Exercise instructions
• 1. Copy the passage from the Roger Waters film article word for word, starting at "Hamptonite and Pink" up to and including "record before 2013.".
• 2. Write the next part of the article about the Roger Waters film premiere, continuing from its last sentence.

Supplied text
--- Begin ---

Hamptonite and Pink Floyd co-founder Roger Waters premiered his new film Roger Waters: The Wall at the Toronto International Film Festival on Saturday, September 6.
The movie, by Waters and Sean Evans, chronicles his epic world concert tour The Wall Live, during which he performed Pink Floyd’s masterful 1979 album The Wall in its entirety for the first time since his 1990 “Live in Berlin” concert. Called [in The Daily Mail] one of the “most ambitious and complex rock shows ever staged,” the sold out tour went on for three years, from 2010–2013, it cost some $60 million to produce and is credit with being the As of 2013, the tour holds the highest grossing tour for a solo musician, surpassing fellow Hamptonite Madonna, who held the record before 2013.
Speaking at the premiere on Saturday, which was also his 71st birthday, Waters said the movie was more than a concert documentary. “It’s a protest movie,” Waters explained.
The 133-minute film features all 26 songs from The Wall, but Waters also uses the platform to send out a powerful anti-war message through footage of him visiting various war memorials and cemeteries. Among them, the rock icon visits the grave of his grandfather, who died in World War I, and the battlefield where his father was killed in 1944 while fighting in World War II.

--- End ---

Extracted records
--- Begin ---

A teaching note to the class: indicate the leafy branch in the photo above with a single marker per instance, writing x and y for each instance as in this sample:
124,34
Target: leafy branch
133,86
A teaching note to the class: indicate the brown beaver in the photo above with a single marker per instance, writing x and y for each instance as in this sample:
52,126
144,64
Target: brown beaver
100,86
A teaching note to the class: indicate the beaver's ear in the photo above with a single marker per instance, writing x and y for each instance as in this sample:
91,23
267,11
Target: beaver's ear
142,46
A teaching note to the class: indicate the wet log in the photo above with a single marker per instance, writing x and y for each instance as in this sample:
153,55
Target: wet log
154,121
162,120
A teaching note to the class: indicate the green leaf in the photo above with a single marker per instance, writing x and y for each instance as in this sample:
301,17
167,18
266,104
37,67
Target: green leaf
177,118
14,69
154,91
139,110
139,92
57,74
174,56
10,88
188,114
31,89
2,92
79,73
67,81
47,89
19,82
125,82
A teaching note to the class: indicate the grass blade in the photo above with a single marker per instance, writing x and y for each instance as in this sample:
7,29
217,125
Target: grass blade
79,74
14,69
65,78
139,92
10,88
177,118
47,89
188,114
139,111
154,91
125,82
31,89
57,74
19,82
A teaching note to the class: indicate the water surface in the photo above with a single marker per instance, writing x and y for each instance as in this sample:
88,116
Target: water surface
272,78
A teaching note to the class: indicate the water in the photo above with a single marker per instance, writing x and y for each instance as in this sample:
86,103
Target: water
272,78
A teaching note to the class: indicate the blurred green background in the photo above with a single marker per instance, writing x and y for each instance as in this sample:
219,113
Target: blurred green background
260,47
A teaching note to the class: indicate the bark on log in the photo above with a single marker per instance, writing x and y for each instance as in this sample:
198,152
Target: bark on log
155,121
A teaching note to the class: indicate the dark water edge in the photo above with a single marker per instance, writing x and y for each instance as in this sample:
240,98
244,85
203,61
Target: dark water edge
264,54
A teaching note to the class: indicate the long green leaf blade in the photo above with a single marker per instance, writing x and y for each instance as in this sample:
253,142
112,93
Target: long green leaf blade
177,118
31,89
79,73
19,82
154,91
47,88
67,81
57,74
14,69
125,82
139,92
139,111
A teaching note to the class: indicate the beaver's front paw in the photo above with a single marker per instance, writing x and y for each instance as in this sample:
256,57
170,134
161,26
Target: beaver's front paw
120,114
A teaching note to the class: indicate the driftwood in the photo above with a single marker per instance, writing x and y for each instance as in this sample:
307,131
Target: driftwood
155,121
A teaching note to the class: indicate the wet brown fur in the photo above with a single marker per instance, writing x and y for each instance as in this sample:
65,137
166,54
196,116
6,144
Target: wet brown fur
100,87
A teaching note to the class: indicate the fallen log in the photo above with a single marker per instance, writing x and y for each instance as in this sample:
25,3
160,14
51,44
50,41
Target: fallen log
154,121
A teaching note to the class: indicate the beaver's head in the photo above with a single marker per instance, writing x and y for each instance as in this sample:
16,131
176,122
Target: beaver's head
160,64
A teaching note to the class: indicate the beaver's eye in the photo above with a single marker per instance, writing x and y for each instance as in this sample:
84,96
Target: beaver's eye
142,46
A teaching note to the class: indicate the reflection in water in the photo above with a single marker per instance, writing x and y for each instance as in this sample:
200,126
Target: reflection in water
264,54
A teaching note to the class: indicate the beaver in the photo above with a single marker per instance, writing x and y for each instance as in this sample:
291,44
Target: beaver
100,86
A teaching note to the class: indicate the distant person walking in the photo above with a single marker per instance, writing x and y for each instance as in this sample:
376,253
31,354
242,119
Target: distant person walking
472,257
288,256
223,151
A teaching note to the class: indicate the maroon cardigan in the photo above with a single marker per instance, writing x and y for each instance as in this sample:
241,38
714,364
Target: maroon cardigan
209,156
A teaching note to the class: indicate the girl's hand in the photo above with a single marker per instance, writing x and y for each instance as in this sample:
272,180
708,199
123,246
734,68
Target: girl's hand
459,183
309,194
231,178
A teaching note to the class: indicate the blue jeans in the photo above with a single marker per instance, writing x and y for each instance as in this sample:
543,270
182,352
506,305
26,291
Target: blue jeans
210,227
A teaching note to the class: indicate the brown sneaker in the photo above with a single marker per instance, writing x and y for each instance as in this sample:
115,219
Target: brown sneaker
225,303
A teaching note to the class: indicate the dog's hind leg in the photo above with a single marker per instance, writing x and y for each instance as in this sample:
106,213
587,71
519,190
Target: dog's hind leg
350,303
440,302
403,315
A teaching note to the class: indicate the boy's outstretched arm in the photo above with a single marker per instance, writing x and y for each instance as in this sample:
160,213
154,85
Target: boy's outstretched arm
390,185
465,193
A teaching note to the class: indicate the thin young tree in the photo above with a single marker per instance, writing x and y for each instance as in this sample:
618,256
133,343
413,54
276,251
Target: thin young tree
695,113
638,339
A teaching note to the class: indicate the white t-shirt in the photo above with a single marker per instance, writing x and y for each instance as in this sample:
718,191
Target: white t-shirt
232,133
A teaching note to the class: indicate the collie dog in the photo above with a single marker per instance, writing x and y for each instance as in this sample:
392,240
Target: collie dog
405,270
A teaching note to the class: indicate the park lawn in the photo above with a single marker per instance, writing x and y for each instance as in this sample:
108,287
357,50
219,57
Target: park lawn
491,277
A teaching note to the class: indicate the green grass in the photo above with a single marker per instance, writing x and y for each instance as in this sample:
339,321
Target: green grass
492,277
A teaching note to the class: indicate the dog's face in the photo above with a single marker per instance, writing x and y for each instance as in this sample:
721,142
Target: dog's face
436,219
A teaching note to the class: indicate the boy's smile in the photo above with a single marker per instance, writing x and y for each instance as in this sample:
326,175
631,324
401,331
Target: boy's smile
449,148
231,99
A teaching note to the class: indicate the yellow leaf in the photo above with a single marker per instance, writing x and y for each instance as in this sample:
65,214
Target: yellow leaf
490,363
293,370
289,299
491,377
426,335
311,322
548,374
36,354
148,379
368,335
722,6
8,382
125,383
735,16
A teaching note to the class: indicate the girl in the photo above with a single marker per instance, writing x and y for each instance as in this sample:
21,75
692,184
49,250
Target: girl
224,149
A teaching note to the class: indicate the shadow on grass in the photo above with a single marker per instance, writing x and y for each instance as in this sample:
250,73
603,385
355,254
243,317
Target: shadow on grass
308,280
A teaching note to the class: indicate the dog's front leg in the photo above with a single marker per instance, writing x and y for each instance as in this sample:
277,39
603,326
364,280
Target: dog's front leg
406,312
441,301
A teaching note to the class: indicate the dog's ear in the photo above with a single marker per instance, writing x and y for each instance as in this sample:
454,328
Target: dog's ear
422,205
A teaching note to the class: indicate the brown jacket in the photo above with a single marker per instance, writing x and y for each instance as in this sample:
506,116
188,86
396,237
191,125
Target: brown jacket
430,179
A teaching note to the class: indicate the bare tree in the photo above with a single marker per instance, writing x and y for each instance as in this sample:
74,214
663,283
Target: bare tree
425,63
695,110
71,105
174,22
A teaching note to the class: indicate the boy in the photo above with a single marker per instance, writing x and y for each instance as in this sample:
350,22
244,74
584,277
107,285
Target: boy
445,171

--- End ---

Responses for each task
• 1.
Hamptonite and Pink Floyd co-founder Roger Waters premiered his new film Roger Waters: The Wall at the Toronto International Film Festival on Saturday, September 6.
The movie, by Waters and Sean Evans, chronicles his epic world concert tour The Wall Live, during which he performed Pink Floyd’s masterful 1979 album The Wall in its entirety for the first time since his 1990 “Live in Berlin” concert. Called [in The Daily Mail] one of the “most ambitious and complex rock shows ever staged,” the sold out tour went on for three years, from 2010–2013, it cost some $60 million to produce and is credit with being the As of 2013, the tour holds the highest grossing tour for a solo musician, surpassing fellow Hamptonite Madonna, who held the record before 2013.

• 2.
The Wall, in all its incarnations—including the 1982 live-action/animation movie starring Bob Geldof—has always spoke to the horrors of war, and Waters has been quite direct in admonishing the growth of our military-industrial complex, the painful cost of using violence to solve problems and the madness of sacrificing so many lives in the process.
At its TIFF premiere, the film received a standing ovation from fans and the audience sang “Happy Birthday” to Waters when he appeared onstage, but as of Tuesday, September 9, Roger Waters: The Wall had yet to find a distributor.
Featured photo courtesy of Nicolás Lope de Barrios (Flickr Creative Commons: flickr.com/photos/nico_/6999724096/)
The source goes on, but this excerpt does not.